++++ Given information

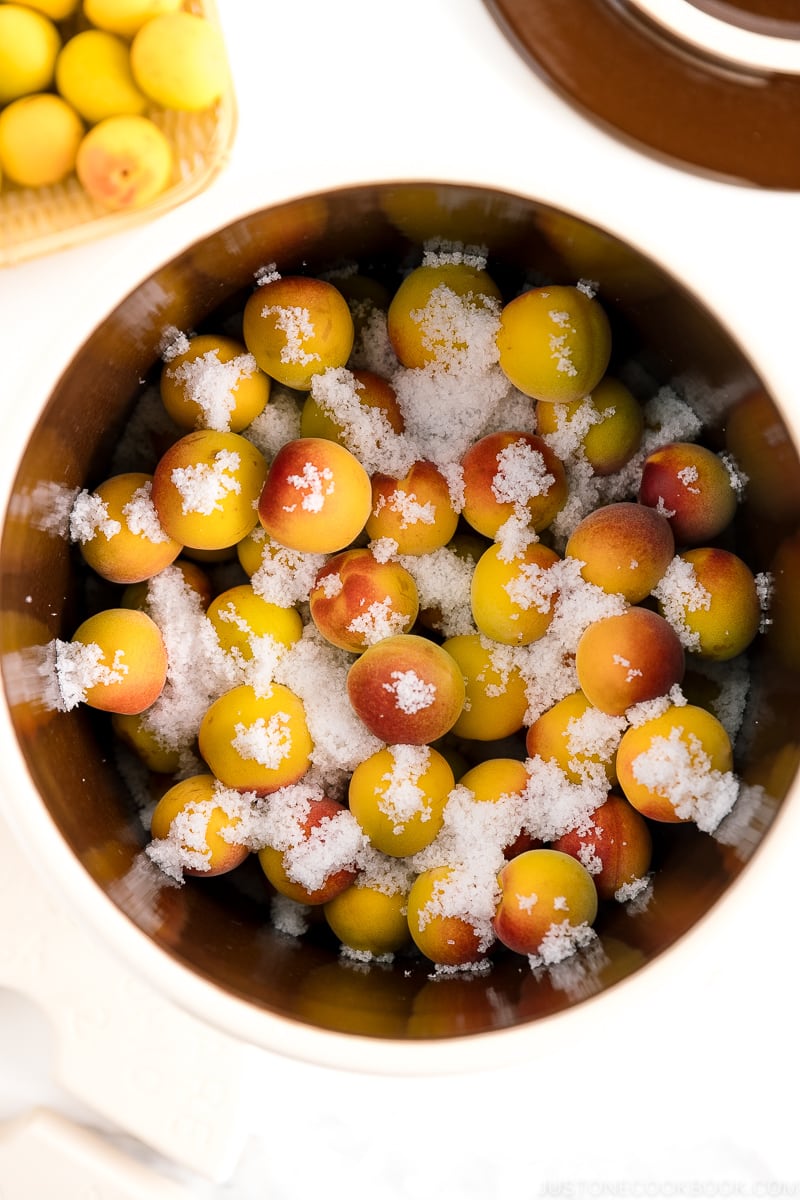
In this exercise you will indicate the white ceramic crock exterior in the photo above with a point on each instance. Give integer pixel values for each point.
(498, 127)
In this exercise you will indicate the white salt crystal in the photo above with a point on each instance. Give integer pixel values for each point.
(296, 325)
(266, 743)
(286, 577)
(186, 846)
(211, 384)
(554, 805)
(277, 424)
(401, 795)
(372, 349)
(266, 274)
(314, 486)
(648, 709)
(443, 581)
(561, 941)
(738, 478)
(330, 846)
(288, 917)
(632, 889)
(173, 342)
(679, 592)
(378, 621)
(468, 894)
(559, 343)
(317, 672)
(593, 735)
(89, 517)
(680, 771)
(198, 670)
(366, 431)
(411, 694)
(79, 666)
(383, 549)
(204, 486)
(407, 507)
(521, 474)
(443, 251)
(142, 517)
(47, 505)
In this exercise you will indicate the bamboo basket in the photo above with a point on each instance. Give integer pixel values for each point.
(42, 220)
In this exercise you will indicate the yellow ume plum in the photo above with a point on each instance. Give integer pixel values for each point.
(205, 489)
(40, 139)
(126, 17)
(215, 384)
(192, 813)
(256, 742)
(241, 617)
(92, 72)
(512, 600)
(128, 660)
(125, 162)
(545, 897)
(179, 61)
(316, 497)
(29, 47)
(423, 315)
(128, 545)
(296, 328)
(398, 795)
(554, 342)
(367, 919)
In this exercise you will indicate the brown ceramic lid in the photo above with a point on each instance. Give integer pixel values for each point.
(635, 77)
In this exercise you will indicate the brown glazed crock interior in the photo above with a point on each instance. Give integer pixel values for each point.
(638, 82)
(220, 928)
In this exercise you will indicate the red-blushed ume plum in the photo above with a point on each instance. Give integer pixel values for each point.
(629, 658)
(541, 892)
(511, 472)
(671, 767)
(624, 549)
(210, 831)
(317, 497)
(415, 510)
(693, 487)
(407, 690)
(131, 667)
(277, 867)
(445, 939)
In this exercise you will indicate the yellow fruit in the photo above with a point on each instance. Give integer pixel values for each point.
(92, 72)
(126, 17)
(179, 61)
(56, 10)
(38, 139)
(125, 162)
(29, 46)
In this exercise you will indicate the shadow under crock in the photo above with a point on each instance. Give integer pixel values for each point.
(220, 928)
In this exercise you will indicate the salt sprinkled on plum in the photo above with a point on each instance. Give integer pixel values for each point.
(89, 516)
(277, 424)
(211, 383)
(286, 577)
(683, 772)
(560, 942)
(78, 667)
(142, 517)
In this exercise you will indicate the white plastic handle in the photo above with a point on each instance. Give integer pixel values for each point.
(151, 1071)
(43, 1155)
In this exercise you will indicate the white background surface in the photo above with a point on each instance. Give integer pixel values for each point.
(684, 1092)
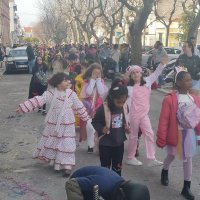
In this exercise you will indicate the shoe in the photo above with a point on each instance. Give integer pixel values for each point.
(164, 177)
(44, 112)
(90, 150)
(52, 162)
(73, 190)
(134, 162)
(186, 192)
(154, 162)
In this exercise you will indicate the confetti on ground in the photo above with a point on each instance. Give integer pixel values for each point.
(16, 189)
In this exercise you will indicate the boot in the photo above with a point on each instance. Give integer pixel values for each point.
(164, 177)
(186, 191)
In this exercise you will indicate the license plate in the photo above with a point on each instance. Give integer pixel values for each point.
(22, 66)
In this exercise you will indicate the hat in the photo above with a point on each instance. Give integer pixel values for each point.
(135, 191)
(133, 68)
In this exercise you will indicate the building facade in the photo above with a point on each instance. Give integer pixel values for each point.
(15, 28)
(4, 22)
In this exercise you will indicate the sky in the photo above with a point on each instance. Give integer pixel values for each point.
(27, 11)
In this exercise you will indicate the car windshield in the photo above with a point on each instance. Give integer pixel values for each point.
(18, 53)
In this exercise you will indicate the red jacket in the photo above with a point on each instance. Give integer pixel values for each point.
(167, 133)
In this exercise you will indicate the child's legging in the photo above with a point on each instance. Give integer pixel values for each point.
(187, 166)
(90, 133)
(111, 157)
(145, 125)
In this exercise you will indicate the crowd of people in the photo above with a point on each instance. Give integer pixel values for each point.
(78, 96)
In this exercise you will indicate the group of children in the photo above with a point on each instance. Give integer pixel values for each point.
(114, 115)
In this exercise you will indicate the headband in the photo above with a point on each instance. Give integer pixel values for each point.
(133, 68)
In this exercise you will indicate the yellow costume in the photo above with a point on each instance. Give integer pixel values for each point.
(79, 82)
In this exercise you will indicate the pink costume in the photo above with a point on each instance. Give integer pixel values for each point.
(58, 143)
(139, 109)
(92, 96)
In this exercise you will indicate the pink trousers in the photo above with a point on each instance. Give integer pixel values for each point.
(145, 125)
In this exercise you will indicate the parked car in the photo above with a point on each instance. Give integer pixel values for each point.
(146, 49)
(173, 53)
(17, 60)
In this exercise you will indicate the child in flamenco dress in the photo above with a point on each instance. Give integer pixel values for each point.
(173, 133)
(57, 144)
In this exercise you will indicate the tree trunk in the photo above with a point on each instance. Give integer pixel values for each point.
(194, 26)
(94, 34)
(73, 32)
(112, 29)
(167, 36)
(136, 27)
(136, 45)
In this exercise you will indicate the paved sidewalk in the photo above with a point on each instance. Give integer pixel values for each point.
(166, 89)
(2, 70)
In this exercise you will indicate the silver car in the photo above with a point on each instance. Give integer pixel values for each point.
(173, 53)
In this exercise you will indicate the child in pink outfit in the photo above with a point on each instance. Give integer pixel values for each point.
(92, 94)
(139, 108)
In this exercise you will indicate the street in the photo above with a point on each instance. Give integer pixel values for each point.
(38, 181)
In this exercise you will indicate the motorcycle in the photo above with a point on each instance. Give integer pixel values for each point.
(169, 72)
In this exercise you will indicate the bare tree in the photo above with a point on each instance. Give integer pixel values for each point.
(53, 22)
(142, 10)
(112, 12)
(195, 22)
(166, 17)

++++++++

* Stated exercise: Rewrite all of the records above, replacing "photo" with "image" and keeping everything else the same, and leave out the pictures.

* Response to the task:
In this exercise you will indicate the white ceramic crock exterior in the image above with a point on each instance. Give integer pixel values for each point.
(498, 127)
In this exercise you will indicate the white salt crystal in the image above with a point on each instance. Give integer pixel values for each point.
(296, 325)
(266, 743)
(286, 577)
(186, 846)
(211, 384)
(554, 805)
(277, 424)
(401, 795)
(372, 349)
(266, 274)
(314, 486)
(648, 709)
(443, 581)
(561, 941)
(738, 478)
(330, 846)
(288, 917)
(632, 889)
(173, 342)
(679, 592)
(378, 621)
(468, 894)
(559, 343)
(317, 672)
(593, 735)
(89, 517)
(680, 771)
(198, 670)
(366, 431)
(411, 694)
(79, 666)
(383, 549)
(204, 486)
(407, 507)
(521, 474)
(443, 251)
(142, 517)
(47, 505)
In this exercise you will indicate the bamboo basket in the image above with a point on each instance. Give integer pixel values for each point.
(42, 220)
In this exercise you will indicate the yellow ume plum in the image above with a point on each instance. Give integer pixel values for each point.
(205, 489)
(40, 139)
(126, 17)
(215, 384)
(192, 813)
(256, 742)
(241, 617)
(92, 72)
(512, 600)
(128, 660)
(125, 162)
(545, 897)
(179, 61)
(316, 497)
(29, 47)
(423, 315)
(128, 545)
(296, 328)
(398, 795)
(554, 342)
(367, 919)
In this exercise you will indicate the brown ceramic lid in the image above with a point on each instance. Give integer pixel values for each point.
(635, 77)
In this exercise you will indicate the brown glazed crock interior in the image above with a point on each instance. Give integer pixel values for each point.
(638, 82)
(220, 928)
In this exercise you will indicate the red-blushed ume plum in the image above with a point on each instance. Give integer pixel values for each point.
(629, 658)
(541, 892)
(511, 472)
(671, 767)
(624, 549)
(210, 831)
(317, 497)
(415, 510)
(693, 487)
(407, 690)
(131, 667)
(277, 867)
(445, 939)
In this exercise you will indicate the yellow fruit in the image above with a point on each instance. Give integer pixel values for each point.
(92, 72)
(126, 17)
(179, 61)
(56, 10)
(38, 139)
(125, 162)
(29, 46)
In this exercise you will indicate the shadow under crock in the image above with a point on each instance. Give integer pixel values for each point.
(220, 928)
In this exercise you will indicate the salt sprinkled on plum in the image above with a point on each instance. Give integer pixel values for each point.
(89, 516)
(277, 424)
(211, 383)
(286, 577)
(683, 772)
(560, 942)
(78, 667)
(142, 517)
In this exercise you will indicate the white plastic handle in the image above with a point on each instance. Give integer pixel values for each point.
(151, 1071)
(43, 1155)
In this exercise you will indicate the white background surface in the image above with a point on each instance. Give integer pixel values for each point.
(684, 1092)
In this exercise you will indicate the shoe in the image above with a point on each instance. Give integer pixel values for each point.
(164, 177)
(44, 112)
(90, 150)
(52, 162)
(73, 190)
(134, 162)
(186, 192)
(154, 162)
In this exercise you will indicate the confetti on ground in the image above with a point on each instance. Give integer pixel values for each point.
(16, 189)
In this exercise you will indicate the boot in the image above with a point on each instance. Give integer pixel values for each point.
(164, 177)
(186, 191)
In this exercise you will indicate the license plate in the image above with a point on each instance. Give integer pixel values for each point.
(22, 66)
In this exercise you will indicate the hat in the image above with a point on each instance. Give integer pixel values for each point.
(135, 191)
(133, 68)
In this exercise you will indicate the building facade in the image above with a point on each instance. Give integer pixel values for each point.
(15, 28)
(4, 22)
In this exercise you will indicate the sky in the image above with a point on each instance. Give integer pixel values for each point.
(27, 11)
In this exercise you will indicate the car windshield in the image above with a point on each instance. Give integer pixel values for each point.
(18, 53)
In this exercise you will indicate the red jacket in the image above with a point on each instance. Give integer pixel values for each point.
(167, 133)
In this exercise you will indicate the child's legging in the image above with a point on each instance. Give integer pixel values for each point.
(187, 166)
(90, 133)
(111, 157)
(145, 125)
In this exercise you will indicate the crowd of people in the image above with a point on each instance. Give integer pixel values for each point.
(78, 96)
In this exercise you will indicate the group of children in the image above with a point on each instance. Give integer pixel values for each point.
(114, 115)
In this exercise you will indicate the headband in the image above with a point on each instance. Give integer pixel values for each point.
(133, 68)
In this exercise you will indicate the yellow costume in the image above with a point on each instance. Give integer pixel values for each point.
(79, 82)
In this exercise you will indicate the pink costume in the image above with a point on each instance. Give integer pixel values for each point.
(58, 143)
(139, 109)
(92, 96)
In this exercise you will indicate the pink trousers in the image above with a point on each instance. Give integer pixel values for each point.
(145, 125)
In this exercise you will indicate the parked car in the image above with a point on each instance. Give integer pixel values for each point.
(146, 49)
(173, 53)
(17, 60)
In this exercise you will indicate the child in flamenco dress in the image above with a point on each instance. Give integer pixel values for each point.
(173, 133)
(57, 144)
In this exercise you will indicate the tree trunk in the image above with a point on each instance. Give integer pixel values for each point.
(194, 26)
(94, 34)
(73, 32)
(112, 29)
(167, 36)
(136, 27)
(136, 45)
In this exercise you will indicate the paved sidewalk in the image above with a point on each instance. Give integer pixel values for each point.
(166, 89)
(2, 70)
In this exercise you will indicate the silver car in the image above with a point on each instance. Give integer pixel values for each point.
(173, 53)
In this exercise you will indicate the child in pink outfit in the image above with a point on each instance. Give integer pixel values for each point.
(92, 94)
(139, 108)
In this exercise you will indicate the street in the image above with a point on each instance. Give integer pixel values for each point.
(38, 181)
In this exercise you will indicate the motorcycle in the image above with a point on each instance. Give integer pixel values for each point.
(169, 72)
In this exercise you will indicate the bare tree in the image above with a point on each instance. Give integer pixel values for each point.
(53, 22)
(142, 10)
(112, 12)
(195, 22)
(166, 17)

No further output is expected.